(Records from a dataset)

▬▬▬

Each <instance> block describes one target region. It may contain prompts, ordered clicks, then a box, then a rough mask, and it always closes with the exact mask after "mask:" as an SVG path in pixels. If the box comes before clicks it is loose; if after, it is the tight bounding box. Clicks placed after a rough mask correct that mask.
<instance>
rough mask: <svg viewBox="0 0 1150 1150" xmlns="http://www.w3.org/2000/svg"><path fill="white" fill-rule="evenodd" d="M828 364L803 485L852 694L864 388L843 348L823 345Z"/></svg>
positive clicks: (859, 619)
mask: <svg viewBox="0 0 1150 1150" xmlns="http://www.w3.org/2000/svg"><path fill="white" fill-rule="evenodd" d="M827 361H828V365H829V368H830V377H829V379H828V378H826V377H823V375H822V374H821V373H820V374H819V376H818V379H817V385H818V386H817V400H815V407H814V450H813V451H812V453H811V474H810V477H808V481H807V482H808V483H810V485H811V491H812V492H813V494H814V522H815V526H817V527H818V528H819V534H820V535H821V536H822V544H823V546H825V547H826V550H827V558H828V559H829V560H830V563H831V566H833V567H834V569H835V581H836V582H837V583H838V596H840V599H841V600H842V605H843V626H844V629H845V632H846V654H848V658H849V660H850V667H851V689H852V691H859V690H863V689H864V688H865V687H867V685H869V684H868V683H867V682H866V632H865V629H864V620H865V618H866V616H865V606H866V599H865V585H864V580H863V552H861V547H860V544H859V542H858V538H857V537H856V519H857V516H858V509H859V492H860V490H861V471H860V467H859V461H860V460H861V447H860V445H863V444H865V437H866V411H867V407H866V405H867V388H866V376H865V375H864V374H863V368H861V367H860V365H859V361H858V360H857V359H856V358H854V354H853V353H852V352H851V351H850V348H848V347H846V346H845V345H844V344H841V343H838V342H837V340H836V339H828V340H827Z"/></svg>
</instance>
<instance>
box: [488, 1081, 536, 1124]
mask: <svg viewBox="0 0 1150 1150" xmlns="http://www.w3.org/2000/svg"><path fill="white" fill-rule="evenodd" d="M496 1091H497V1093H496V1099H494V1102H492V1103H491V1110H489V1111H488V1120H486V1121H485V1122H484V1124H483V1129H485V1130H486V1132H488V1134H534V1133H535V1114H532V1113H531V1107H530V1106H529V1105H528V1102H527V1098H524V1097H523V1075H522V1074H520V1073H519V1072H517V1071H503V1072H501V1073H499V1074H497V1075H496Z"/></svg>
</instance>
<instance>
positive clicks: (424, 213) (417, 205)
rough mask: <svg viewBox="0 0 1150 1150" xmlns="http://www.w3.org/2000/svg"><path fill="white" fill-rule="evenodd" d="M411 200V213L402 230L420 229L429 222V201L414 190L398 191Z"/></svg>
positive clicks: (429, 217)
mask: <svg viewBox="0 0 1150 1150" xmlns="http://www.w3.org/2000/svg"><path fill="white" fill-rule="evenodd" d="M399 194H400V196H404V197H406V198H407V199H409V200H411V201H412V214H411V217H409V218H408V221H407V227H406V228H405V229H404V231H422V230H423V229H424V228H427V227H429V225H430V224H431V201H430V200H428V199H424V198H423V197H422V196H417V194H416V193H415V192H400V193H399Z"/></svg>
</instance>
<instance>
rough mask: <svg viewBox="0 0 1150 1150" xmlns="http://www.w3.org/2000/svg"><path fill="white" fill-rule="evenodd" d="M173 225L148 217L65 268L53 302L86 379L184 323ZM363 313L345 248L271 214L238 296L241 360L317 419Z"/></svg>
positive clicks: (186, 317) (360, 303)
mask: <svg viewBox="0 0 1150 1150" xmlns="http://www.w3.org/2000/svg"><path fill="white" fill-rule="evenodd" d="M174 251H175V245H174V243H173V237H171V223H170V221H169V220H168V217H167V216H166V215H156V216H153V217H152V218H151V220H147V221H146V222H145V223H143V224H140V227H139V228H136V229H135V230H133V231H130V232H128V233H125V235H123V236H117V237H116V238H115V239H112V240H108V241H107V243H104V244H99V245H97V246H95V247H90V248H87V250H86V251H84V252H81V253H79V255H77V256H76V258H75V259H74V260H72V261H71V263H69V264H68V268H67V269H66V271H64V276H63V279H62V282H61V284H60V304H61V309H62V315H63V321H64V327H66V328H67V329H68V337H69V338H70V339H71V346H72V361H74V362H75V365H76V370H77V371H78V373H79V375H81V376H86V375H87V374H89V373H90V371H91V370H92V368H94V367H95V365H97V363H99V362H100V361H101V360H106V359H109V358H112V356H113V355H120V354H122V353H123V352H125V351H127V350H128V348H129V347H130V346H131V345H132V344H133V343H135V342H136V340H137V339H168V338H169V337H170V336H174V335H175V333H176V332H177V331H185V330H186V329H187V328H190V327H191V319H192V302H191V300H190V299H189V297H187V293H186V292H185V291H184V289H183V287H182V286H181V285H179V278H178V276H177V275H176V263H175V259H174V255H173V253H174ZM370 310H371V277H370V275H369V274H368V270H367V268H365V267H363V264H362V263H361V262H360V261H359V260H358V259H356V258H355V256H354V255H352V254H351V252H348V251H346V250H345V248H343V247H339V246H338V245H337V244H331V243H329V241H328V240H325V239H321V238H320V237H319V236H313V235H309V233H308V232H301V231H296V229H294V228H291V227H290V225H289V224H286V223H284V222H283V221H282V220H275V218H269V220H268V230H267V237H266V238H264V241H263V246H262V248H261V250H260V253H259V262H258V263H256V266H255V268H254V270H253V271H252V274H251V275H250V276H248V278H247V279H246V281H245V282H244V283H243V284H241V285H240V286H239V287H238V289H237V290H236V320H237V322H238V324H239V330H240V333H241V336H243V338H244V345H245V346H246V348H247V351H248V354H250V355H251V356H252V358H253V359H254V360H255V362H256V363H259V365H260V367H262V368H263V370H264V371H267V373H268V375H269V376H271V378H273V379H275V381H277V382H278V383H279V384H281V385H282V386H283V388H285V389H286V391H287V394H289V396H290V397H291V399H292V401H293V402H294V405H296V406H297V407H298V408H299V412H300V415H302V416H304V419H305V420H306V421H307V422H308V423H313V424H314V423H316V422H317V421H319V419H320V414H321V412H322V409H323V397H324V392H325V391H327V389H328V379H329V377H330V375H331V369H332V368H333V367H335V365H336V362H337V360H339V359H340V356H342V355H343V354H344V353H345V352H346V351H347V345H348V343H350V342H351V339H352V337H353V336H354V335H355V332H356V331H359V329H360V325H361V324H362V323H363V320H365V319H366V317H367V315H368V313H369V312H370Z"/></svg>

▬▬▬

Lay out every line of the items above as a Markdown table with the columns "Row" and "Line", numbering the rows and leaving out blank lines.

| Row | Line |
|---|---|
| 1 | Each <instance> block describes one target region. It may contain prompts, ordered clicks, then a box, then a rough mask, and it always closes with the exact mask after "mask:" as an SVG path in pixels. If the box comes before clicks it is loose; if after, it is the tight bounding box. Clicks placed after a rough mask correct that mask. |
| 2 | <instance> |
| 3 | rough mask: <svg viewBox="0 0 1150 1150" xmlns="http://www.w3.org/2000/svg"><path fill="white" fill-rule="evenodd" d="M828 364L803 485L852 694L864 388L843 348L823 345Z"/></svg> |
| 4 | positive clicks: (859, 619) |
| 5 | mask: <svg viewBox="0 0 1150 1150" xmlns="http://www.w3.org/2000/svg"><path fill="white" fill-rule="evenodd" d="M827 361H828V365H829V368H830V377H829V379H828V378H826V377H823V375H822V374H821V373H820V374H819V376H818V379H817V385H818V386H817V400H815V407H814V450H813V451H812V453H811V474H810V477H808V481H807V482H808V483H810V485H811V491H812V492H813V494H814V522H815V526H817V527H818V528H819V534H820V535H821V536H822V544H823V546H825V547H826V550H827V558H828V559H829V560H830V563H831V566H833V567H834V569H835V581H836V582H837V583H838V596H840V599H841V600H842V605H843V626H844V629H845V632H846V654H848V658H849V660H850V667H851V689H852V691H859V690H863V689H864V688H865V687H867V685H869V684H868V683H867V682H866V632H865V629H864V620H865V618H866V616H865V606H866V599H865V585H864V580H863V552H861V547H860V544H859V542H858V538H857V537H856V519H857V516H858V509H859V492H860V490H861V471H860V467H859V461H860V460H861V447H860V445H863V444H865V437H866V411H867V407H866V405H867V388H866V376H865V375H864V374H863V368H861V367H860V365H859V361H858V360H857V359H856V358H854V354H853V353H852V352H851V351H850V348H848V347H846V346H845V345H844V344H841V343H838V342H837V340H836V339H828V340H827Z"/></svg> |
| 6 | </instance> |
| 7 | <instance> |
| 8 | box: [488, 1081, 536, 1124] |
| 9 | mask: <svg viewBox="0 0 1150 1150" xmlns="http://www.w3.org/2000/svg"><path fill="white" fill-rule="evenodd" d="M496 1091H497V1093H496V1099H494V1102H492V1103H491V1110H489V1111H488V1120H486V1121H485V1122H484V1124H483V1129H485V1130H486V1132H488V1134H534V1133H535V1114H532V1113H531V1107H530V1106H529V1105H528V1102H527V1098H524V1097H523V1075H522V1074H520V1073H519V1072H517V1071H503V1072H501V1073H499V1074H497V1075H496Z"/></svg> |
| 10 | </instance> |
| 11 | <instance> |
| 12 | positive clicks: (424, 213) (417, 205) |
| 13 | rough mask: <svg viewBox="0 0 1150 1150" xmlns="http://www.w3.org/2000/svg"><path fill="white" fill-rule="evenodd" d="M411 200V213L402 230L420 229L429 222V201L414 190L398 191Z"/></svg> |
| 14 | positive clicks: (429, 217) |
| 15 | mask: <svg viewBox="0 0 1150 1150" xmlns="http://www.w3.org/2000/svg"><path fill="white" fill-rule="evenodd" d="M399 194H400V196H404V197H406V198H407V199H409V200H411V201H412V214H411V217H409V218H408V221H407V227H406V228H405V229H404V231H422V230H423V229H424V228H427V227H429V225H430V224H431V201H430V200H428V199H424V198H423V197H422V196H417V194H416V193H415V192H400V193H399Z"/></svg> |
| 16 | </instance> |
| 17 | <instance> |
| 18 | rough mask: <svg viewBox="0 0 1150 1150" xmlns="http://www.w3.org/2000/svg"><path fill="white" fill-rule="evenodd" d="M173 225L148 217L65 268L53 302L86 379L184 323ZM363 313L345 248L271 214L238 296L241 360L317 419Z"/></svg> |
| 19 | positive clicks: (186, 317) (360, 303) |
| 20 | mask: <svg viewBox="0 0 1150 1150" xmlns="http://www.w3.org/2000/svg"><path fill="white" fill-rule="evenodd" d="M174 251H175V245H174V243H173V237H171V223H170V221H169V220H168V217H167V216H166V215H156V216H153V217H152V218H151V220H147V221H146V222H145V223H143V224H140V227H139V228H136V229H135V230H133V231H130V232H128V233H125V235H123V236H117V237H116V238H115V239H112V240H108V241H107V243H104V244H99V245H97V246H95V247H90V248H87V250H86V251H84V252H81V253H79V255H77V256H76V258H75V259H74V260H72V261H71V263H69V264H68V268H67V269H66V271H64V276H63V279H62V282H61V284H60V304H61V309H62V315H63V321H64V327H66V328H67V329H68V337H69V338H70V339H71V346H72V361H74V362H75V365H76V370H77V371H78V373H79V375H81V376H86V375H87V374H89V373H90V371H91V370H92V368H94V367H95V365H97V363H99V362H100V361H101V360H106V359H109V358H112V356H113V355H120V354H122V353H123V352H125V351H127V350H128V348H129V347H130V346H131V345H132V344H133V343H135V342H136V340H137V339H168V338H169V337H170V336H174V335H175V333H176V332H177V331H185V330H186V329H187V328H190V327H191V319H192V302H191V300H190V299H189V297H187V293H186V292H185V291H184V289H183V287H182V286H181V285H179V278H178V276H177V275H176V263H175V259H174V255H173V253H174ZM370 310H371V277H370V275H369V274H368V270H367V268H365V267H363V264H362V263H361V262H360V261H359V260H358V259H356V258H355V256H354V255H352V254H351V252H348V251H346V250H345V248H343V247H339V246H338V245H337V244H331V243H329V241H328V240H325V239H321V238H320V237H319V236H313V235H309V233H308V232H301V231H296V229H294V228H291V227H290V225H289V224H286V223H284V222H283V221H282V220H275V218H269V220H268V230H267V237H266V238H264V241H263V246H262V248H261V250H260V253H259V262H258V263H256V266H255V268H254V270H253V271H252V274H251V275H250V276H248V278H247V279H246V281H245V282H244V283H243V284H241V285H240V286H239V287H238V289H237V290H236V320H237V322H238V324H239V330H240V333H241V336H243V338H244V345H245V346H246V348H247V351H248V354H250V355H251V356H252V358H253V359H254V360H255V362H256V363H259V365H260V367H262V368H263V370H264V371H267V373H268V375H269V376H271V378H273V379H275V381H277V382H278V383H279V384H281V385H282V386H283V388H285V389H286V391H287V394H289V396H290V397H291V399H292V401H293V402H294V405H296V406H297V407H298V408H299V412H300V415H302V416H304V419H305V420H306V421H307V422H308V423H313V424H314V423H316V422H317V421H319V419H320V414H321V412H322V409H323V397H324V392H325V391H327V389H328V379H329V377H330V375H331V369H332V368H333V367H335V365H336V362H337V360H339V359H340V356H342V355H343V354H344V353H345V352H346V351H347V345H348V343H350V342H351V339H352V337H353V336H354V335H355V332H356V331H359V329H360V325H361V324H362V323H363V320H365V319H366V317H367V315H368V313H369V312H370Z"/></svg> |